Could you rewrite the items from the line with "I'm looking for the computer monitor." up to and including the line with "[75,31,152,132]", putting "person" in place of "woman" and leaving everything else unchanged?

-- BEGIN --

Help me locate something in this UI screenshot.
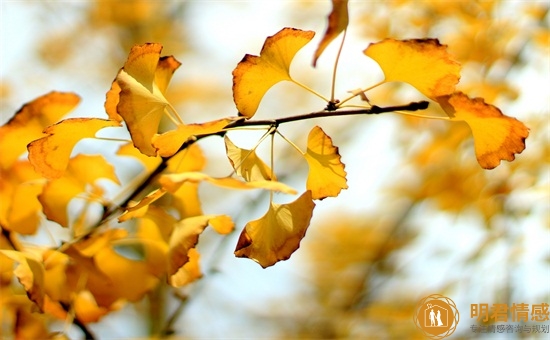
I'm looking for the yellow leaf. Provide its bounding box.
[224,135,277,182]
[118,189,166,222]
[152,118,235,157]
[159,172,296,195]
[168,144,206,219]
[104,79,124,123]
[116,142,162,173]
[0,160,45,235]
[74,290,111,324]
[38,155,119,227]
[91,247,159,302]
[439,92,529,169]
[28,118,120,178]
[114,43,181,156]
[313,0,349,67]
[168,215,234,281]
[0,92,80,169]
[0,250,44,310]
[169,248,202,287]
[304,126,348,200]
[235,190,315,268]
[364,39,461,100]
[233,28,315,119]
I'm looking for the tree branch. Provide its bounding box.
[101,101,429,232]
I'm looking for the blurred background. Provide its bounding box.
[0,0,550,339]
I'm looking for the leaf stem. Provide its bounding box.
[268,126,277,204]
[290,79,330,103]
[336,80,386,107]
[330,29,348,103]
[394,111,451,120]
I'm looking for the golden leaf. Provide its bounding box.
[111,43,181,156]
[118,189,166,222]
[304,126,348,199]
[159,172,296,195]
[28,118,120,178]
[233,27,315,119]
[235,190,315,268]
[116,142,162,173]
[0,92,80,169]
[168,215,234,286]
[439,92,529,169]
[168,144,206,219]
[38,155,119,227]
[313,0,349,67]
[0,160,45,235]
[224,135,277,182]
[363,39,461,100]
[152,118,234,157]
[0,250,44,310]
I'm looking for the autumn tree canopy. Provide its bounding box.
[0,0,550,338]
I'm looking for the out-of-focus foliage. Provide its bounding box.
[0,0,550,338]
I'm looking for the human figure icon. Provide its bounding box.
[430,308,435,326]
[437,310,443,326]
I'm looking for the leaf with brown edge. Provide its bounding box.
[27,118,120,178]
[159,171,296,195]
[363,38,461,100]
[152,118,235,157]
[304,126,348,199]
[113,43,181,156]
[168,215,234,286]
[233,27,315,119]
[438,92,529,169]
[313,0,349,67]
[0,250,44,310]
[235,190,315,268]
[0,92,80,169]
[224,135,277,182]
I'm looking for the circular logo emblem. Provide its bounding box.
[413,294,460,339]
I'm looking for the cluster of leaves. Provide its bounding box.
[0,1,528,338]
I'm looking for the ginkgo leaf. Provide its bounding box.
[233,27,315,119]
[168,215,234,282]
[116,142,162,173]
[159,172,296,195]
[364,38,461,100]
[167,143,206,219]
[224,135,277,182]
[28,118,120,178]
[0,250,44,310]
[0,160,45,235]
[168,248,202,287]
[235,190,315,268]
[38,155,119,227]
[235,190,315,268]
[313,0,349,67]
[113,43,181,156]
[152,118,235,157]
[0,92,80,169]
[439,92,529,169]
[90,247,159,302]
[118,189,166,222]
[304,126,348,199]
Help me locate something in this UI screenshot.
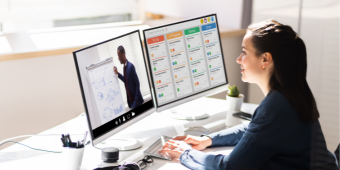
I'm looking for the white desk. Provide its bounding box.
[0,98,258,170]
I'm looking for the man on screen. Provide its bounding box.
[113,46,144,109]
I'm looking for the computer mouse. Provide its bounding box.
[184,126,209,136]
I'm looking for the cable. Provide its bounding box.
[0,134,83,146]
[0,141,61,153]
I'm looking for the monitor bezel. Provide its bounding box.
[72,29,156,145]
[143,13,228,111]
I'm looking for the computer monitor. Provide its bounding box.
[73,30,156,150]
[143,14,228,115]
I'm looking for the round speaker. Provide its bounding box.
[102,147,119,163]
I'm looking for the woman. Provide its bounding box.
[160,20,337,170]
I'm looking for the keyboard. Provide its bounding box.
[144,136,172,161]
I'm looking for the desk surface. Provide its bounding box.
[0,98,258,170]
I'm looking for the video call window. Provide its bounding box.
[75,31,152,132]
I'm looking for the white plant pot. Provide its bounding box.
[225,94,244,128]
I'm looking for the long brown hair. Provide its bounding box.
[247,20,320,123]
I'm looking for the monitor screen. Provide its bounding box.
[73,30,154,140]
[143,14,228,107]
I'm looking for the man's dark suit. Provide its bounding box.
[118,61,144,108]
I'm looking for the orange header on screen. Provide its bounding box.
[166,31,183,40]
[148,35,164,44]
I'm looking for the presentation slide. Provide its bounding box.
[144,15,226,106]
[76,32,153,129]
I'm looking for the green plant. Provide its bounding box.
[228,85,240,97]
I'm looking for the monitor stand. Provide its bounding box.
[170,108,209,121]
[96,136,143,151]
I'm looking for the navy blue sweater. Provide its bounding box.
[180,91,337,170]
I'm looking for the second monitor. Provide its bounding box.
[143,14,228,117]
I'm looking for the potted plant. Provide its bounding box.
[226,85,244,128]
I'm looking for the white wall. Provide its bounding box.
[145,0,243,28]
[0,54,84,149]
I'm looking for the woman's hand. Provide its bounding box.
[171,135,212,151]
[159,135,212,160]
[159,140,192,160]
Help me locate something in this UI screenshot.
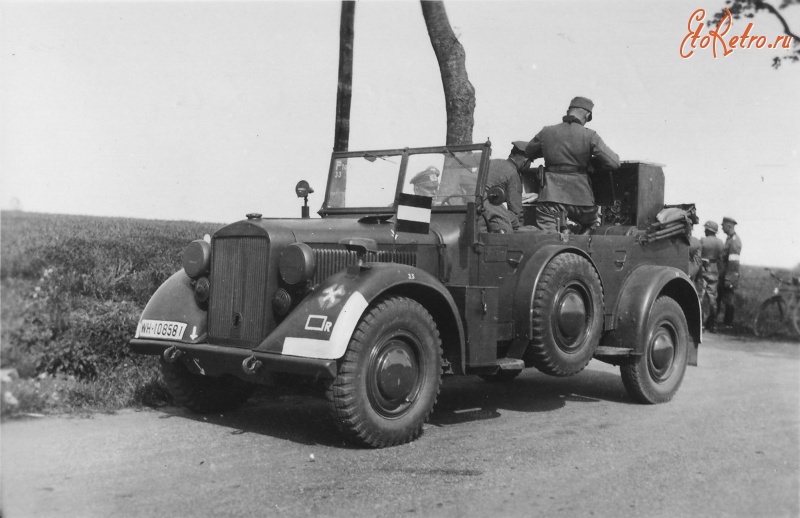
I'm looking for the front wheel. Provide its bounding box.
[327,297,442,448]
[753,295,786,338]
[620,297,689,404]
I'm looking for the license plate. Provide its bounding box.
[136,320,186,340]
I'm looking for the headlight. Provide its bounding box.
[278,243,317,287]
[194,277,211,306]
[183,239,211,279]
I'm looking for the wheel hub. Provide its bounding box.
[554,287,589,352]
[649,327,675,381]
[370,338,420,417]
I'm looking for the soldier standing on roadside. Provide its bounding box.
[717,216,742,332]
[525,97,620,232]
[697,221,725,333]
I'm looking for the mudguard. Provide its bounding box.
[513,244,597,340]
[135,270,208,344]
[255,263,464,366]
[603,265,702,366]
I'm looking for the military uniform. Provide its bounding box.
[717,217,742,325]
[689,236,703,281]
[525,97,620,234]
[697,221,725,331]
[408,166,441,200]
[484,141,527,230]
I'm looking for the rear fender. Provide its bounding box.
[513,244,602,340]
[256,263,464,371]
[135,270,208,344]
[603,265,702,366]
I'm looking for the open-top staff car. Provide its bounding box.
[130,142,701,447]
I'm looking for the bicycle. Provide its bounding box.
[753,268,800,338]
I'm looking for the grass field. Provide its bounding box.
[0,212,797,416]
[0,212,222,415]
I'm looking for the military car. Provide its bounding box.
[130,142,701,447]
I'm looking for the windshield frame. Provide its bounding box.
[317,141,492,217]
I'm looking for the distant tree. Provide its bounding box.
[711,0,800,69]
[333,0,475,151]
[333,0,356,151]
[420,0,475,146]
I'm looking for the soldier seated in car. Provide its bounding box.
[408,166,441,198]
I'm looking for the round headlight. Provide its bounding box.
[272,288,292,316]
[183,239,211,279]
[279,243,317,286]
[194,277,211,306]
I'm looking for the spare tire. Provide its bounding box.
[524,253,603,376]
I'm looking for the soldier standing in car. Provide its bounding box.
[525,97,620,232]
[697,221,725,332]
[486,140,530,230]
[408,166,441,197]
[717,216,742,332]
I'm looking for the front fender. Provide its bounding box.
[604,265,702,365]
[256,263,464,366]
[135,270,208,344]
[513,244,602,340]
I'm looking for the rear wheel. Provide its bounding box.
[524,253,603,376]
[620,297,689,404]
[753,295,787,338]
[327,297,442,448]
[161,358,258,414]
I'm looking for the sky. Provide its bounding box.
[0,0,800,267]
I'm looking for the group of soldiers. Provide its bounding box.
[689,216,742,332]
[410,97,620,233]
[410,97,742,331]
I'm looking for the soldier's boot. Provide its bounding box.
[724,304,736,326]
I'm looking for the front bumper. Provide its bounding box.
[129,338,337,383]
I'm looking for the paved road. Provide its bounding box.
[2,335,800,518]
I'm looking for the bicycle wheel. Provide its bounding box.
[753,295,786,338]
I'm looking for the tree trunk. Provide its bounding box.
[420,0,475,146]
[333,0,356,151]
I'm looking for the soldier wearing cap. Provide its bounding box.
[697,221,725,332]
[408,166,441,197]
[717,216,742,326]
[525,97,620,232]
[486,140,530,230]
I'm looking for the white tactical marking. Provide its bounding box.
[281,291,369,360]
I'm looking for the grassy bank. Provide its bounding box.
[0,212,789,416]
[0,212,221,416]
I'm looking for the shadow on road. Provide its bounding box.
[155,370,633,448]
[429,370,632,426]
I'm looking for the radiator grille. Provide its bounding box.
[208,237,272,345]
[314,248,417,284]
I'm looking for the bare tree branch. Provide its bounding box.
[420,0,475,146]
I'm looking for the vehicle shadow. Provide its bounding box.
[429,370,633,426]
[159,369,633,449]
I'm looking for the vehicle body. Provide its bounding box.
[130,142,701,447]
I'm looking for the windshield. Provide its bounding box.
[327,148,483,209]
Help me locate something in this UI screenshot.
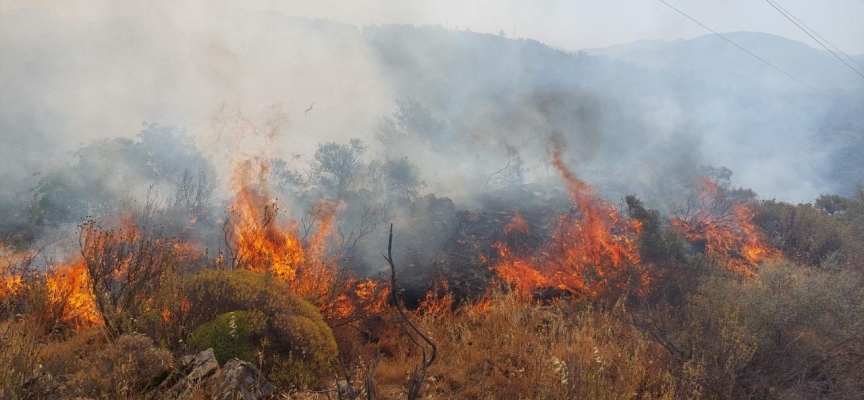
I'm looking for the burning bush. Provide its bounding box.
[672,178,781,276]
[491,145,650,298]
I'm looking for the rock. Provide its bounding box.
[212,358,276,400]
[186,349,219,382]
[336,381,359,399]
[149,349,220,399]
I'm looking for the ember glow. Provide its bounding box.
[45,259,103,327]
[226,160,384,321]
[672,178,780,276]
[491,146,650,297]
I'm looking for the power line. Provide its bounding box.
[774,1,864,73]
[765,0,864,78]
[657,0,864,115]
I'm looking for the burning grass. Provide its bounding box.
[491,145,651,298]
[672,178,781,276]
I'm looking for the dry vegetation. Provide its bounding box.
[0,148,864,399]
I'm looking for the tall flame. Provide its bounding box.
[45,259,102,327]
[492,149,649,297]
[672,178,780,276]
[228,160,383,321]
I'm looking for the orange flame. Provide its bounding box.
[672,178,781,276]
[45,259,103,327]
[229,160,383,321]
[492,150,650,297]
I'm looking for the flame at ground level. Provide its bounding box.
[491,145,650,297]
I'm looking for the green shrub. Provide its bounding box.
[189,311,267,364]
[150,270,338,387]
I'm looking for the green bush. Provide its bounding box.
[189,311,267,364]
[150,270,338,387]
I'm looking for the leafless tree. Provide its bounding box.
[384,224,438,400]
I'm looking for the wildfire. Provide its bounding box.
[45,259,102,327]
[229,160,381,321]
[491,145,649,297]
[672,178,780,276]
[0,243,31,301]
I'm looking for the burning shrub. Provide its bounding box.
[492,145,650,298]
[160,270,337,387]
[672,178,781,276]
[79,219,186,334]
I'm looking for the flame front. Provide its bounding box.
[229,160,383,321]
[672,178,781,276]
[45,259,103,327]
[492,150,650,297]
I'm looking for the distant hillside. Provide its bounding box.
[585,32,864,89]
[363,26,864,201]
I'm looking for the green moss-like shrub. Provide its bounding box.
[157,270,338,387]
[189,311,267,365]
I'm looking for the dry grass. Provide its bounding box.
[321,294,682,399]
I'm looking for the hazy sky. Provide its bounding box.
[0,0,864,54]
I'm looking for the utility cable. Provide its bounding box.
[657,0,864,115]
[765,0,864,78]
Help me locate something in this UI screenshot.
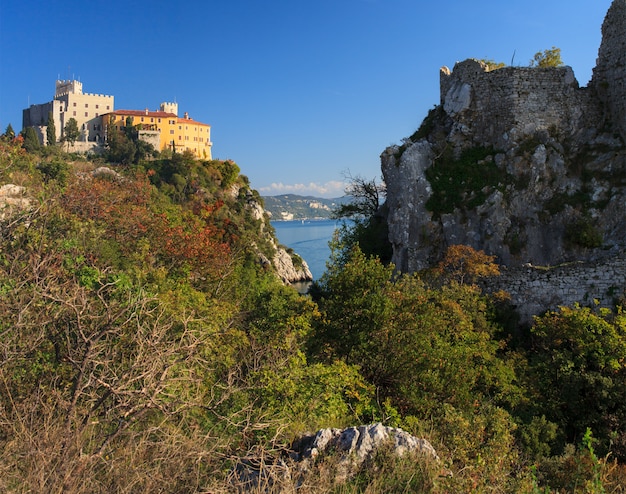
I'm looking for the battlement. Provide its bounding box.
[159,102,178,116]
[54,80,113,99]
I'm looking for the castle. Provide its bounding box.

-- END --

■ Reply to the exercise
I'm looking for the computer monitor. Provide its bounding box.
[73,30,156,150]
[143,14,228,115]
I'm looking for the round speaker. Provide its bounding box.
[102,147,119,163]
I'm looking for the person. Provide its bounding box.
[160,20,337,170]
I'm looking for the keyboard. Provide its bounding box.
[144,136,172,161]
I'm looking for the desk surface. Provide its bounding box.
[0,98,258,170]
I'm looking for the video call window. Provide its bounding box.
[75,31,152,132]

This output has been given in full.